After larvae or moths have been found, it is important to throw out all food sources not in very tightly sealed containers. Moth larvae can chew through plastic bags and thin cardboard, so even unopened packages may become infested. They are also notoriously difficult to get rid of, and can crawl on ceilings and spin cocoons in rooms other than where they hatched. Last instar larvae are able to travel significant distances before they pupate. When seeking the source of an infestation, the search thus cannot be limited to the immediate area where pupae are discovered. Pantry moths can use clothing (remaining hidden) to reproduce and pupate, so it is important to inspect any source of clothing material.

None of the stages of the organism (eggs, larvae, adults) are temperature tolerant and can be killed by a week of freezing or by brief heating in a microwave or conventional oven when such treatment is practical. Scrubbing infested areas with a mixture of soap and water or vinegar is also effective.

Nontoxic traps are available to monitor outbreaks. One type of trap is a triangular box with a pheromone lure and sticky walls inside. These traps are known as pheromone traps. Male moths are attracted by the female pheromone (the lure) and stick against the sticky walls inside the box.

The efficiency of traps is doubtful as they only capture males, and usually only a fraction of them, while adult females, eggs and larvae are unaffected, enabling a possible reinfestation. It is most effective to treat the infestation by eliminating the source and any affected food items, interrupting their mating processes, and repelling them from the areas where dried food and grains are kept. It is recommended to first eliminate the source of infestation followed by larvae, eggs, and eventually moths.

The caterpillars are parasitized by Habrobracon hebetor, a braconid wasp which is a potential biological control agent.

Additionally, blue to violet light can be very effective in drawing moths out, which suggests that the deployment of violet light could become another pest-control tactic for these moths.

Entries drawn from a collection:

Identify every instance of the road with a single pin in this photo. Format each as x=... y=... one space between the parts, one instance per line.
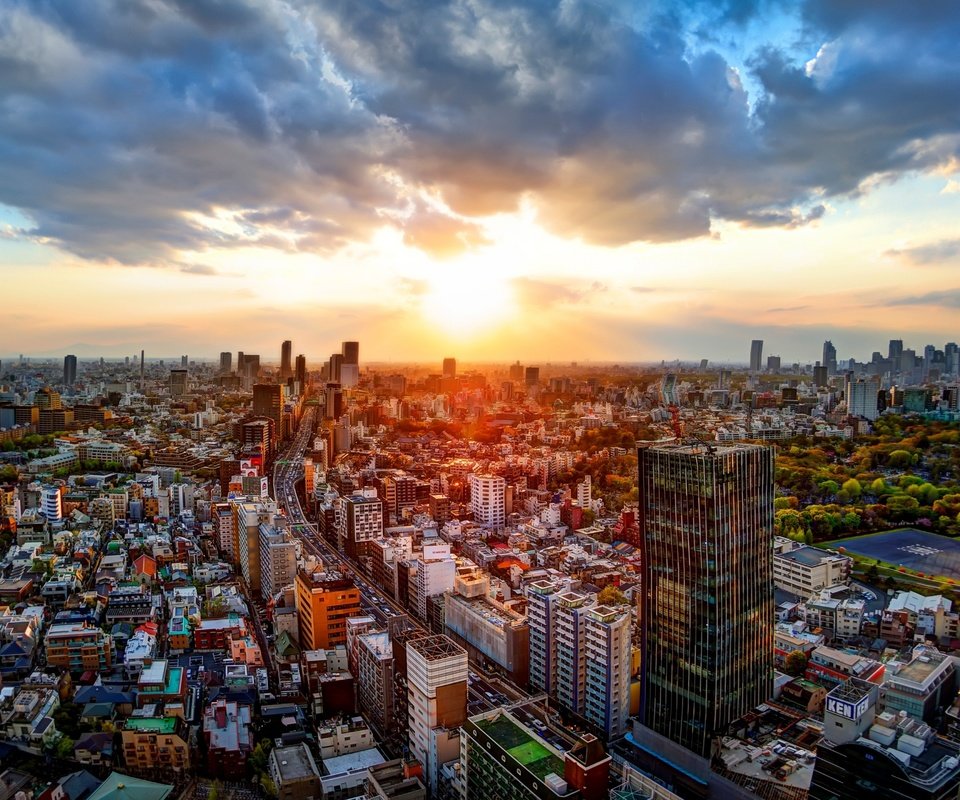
x=485 y=691
x=287 y=471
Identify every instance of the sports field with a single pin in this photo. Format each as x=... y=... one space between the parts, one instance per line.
x=917 y=550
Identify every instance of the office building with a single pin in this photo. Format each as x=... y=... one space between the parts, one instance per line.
x=756 y=355
x=278 y=560
x=862 y=398
x=829 y=359
x=300 y=372
x=286 y=358
x=178 y=382
x=294 y=772
x=363 y=518
x=608 y=646
x=487 y=498
x=155 y=743
x=706 y=529
x=50 y=503
x=869 y=755
x=805 y=571
x=248 y=517
x=393 y=780
x=375 y=680
x=436 y=702
x=69 y=370
x=325 y=601
x=78 y=647
x=268 y=402
x=542 y=620
x=503 y=757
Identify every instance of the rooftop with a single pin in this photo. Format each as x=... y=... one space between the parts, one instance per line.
x=151 y=724
x=521 y=745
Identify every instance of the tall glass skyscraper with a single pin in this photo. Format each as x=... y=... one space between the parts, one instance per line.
x=706 y=530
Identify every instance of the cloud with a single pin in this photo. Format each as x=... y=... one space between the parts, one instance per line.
x=135 y=130
x=542 y=294
x=945 y=298
x=931 y=254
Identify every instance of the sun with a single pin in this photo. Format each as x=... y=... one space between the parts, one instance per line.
x=465 y=303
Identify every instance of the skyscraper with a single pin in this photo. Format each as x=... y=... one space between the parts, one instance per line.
x=706 y=529
x=756 y=355
x=829 y=357
x=268 y=402
x=69 y=370
x=351 y=352
x=286 y=354
x=300 y=373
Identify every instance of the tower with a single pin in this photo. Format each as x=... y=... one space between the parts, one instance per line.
x=69 y=370
x=706 y=531
x=756 y=355
x=829 y=357
x=286 y=352
x=300 y=373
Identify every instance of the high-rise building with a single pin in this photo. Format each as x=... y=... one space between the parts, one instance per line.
x=69 y=370
x=286 y=356
x=487 y=500
x=829 y=357
x=333 y=367
x=178 y=382
x=756 y=355
x=608 y=645
x=862 y=398
x=350 y=352
x=278 y=560
x=436 y=702
x=268 y=402
x=706 y=529
x=325 y=601
x=300 y=372
x=363 y=523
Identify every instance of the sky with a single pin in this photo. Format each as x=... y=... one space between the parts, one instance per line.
x=568 y=180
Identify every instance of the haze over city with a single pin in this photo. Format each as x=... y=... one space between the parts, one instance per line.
x=582 y=180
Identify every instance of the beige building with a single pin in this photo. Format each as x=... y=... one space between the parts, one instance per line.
x=805 y=571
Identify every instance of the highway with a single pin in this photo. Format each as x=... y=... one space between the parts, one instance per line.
x=484 y=692
x=287 y=471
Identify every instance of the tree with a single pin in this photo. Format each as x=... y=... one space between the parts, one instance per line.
x=612 y=596
x=795 y=663
x=65 y=748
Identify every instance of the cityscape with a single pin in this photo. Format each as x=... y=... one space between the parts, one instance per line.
x=595 y=433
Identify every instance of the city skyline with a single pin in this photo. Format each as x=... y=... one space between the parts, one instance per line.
x=596 y=180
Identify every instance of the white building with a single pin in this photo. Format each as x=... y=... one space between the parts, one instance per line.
x=278 y=560
x=436 y=571
x=50 y=505
x=805 y=571
x=487 y=500
x=436 y=702
x=608 y=669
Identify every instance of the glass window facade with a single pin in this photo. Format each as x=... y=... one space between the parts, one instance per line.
x=706 y=529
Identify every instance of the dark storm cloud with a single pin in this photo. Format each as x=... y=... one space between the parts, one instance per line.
x=129 y=124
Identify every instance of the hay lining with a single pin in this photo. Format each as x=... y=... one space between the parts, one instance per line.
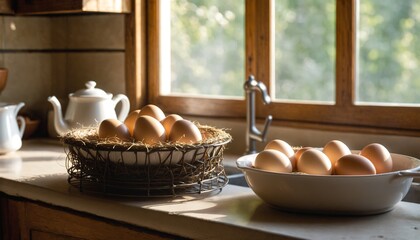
x=118 y=168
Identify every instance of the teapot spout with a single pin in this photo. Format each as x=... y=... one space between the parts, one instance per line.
x=60 y=125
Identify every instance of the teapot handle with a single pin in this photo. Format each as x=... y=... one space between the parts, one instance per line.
x=22 y=125
x=125 y=108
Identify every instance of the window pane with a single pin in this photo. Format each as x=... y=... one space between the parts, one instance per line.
x=202 y=47
x=388 y=51
x=305 y=50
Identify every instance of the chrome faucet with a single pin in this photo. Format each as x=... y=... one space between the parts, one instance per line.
x=252 y=133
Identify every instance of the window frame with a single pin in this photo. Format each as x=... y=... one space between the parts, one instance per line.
x=344 y=115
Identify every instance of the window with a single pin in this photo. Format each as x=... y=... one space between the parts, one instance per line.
x=320 y=59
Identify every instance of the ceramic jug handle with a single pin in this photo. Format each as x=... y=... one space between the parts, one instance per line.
x=22 y=125
x=125 y=108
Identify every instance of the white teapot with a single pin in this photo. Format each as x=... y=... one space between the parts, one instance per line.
x=88 y=107
x=10 y=132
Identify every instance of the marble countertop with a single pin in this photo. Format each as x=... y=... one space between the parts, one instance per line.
x=37 y=171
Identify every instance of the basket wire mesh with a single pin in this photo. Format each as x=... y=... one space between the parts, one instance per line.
x=139 y=172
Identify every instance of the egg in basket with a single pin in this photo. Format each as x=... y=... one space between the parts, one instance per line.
x=149 y=154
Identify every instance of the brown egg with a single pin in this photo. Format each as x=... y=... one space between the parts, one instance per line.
x=314 y=161
x=297 y=156
x=273 y=160
x=335 y=149
x=281 y=146
x=109 y=128
x=169 y=121
x=184 y=131
x=379 y=156
x=152 y=111
x=354 y=164
x=130 y=120
x=149 y=130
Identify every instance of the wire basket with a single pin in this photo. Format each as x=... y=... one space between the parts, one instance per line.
x=117 y=168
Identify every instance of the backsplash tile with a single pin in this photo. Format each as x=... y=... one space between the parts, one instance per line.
x=31 y=81
x=56 y=55
x=96 y=32
x=1 y=31
x=33 y=33
x=106 y=69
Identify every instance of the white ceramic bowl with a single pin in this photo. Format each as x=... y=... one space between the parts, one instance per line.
x=334 y=194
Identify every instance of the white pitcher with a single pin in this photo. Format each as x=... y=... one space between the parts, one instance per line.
x=10 y=133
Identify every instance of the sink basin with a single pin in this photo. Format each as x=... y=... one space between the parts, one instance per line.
x=236 y=177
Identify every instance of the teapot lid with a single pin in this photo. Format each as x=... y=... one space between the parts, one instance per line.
x=90 y=91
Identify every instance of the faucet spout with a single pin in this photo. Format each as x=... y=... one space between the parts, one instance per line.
x=252 y=133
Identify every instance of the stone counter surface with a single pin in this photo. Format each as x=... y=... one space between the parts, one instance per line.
x=37 y=172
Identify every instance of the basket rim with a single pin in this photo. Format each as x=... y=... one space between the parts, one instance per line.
x=68 y=139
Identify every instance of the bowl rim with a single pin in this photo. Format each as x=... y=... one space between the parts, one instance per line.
x=244 y=163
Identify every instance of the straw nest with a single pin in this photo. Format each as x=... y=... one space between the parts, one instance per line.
x=88 y=137
x=129 y=168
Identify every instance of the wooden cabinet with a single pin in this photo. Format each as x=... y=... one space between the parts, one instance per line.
x=23 y=219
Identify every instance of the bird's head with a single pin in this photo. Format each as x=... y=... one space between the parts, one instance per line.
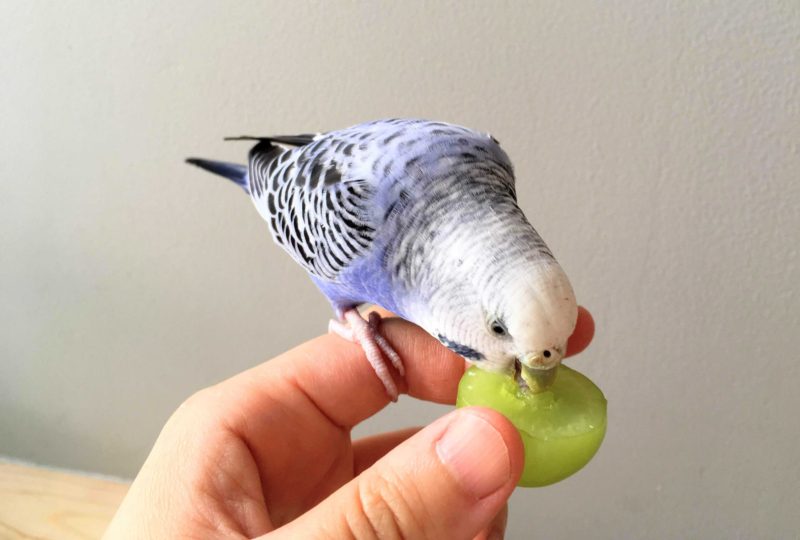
x=520 y=323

• [Tasks and exercises]:
1. Could you copy the stretch from "The efficiency of" through "biological control agent." in the pantry moth text?
2. Which stages of the organism does the pantry moth text list in parentheses?

• [Solution list]:
1.
The efficiency of traps is doubtful as they only capture males, and usually only a fraction of them, while adult females, eggs and larvae are unaffected, enabling a possible reinfestation. It is most effective to treat the infestation by eliminating the source and any affected food items, interrupting their mating processes, and repelling them from the areas where dried food and grains are kept. It is recommended to first eliminate the source of infestation followed by larvae, eggs, and eventually moths.

The caterpillars are parasitized by Habrobracon hebetor, a braconid wasp which is a potential biological control agent.

2. Eggs, larvae, adults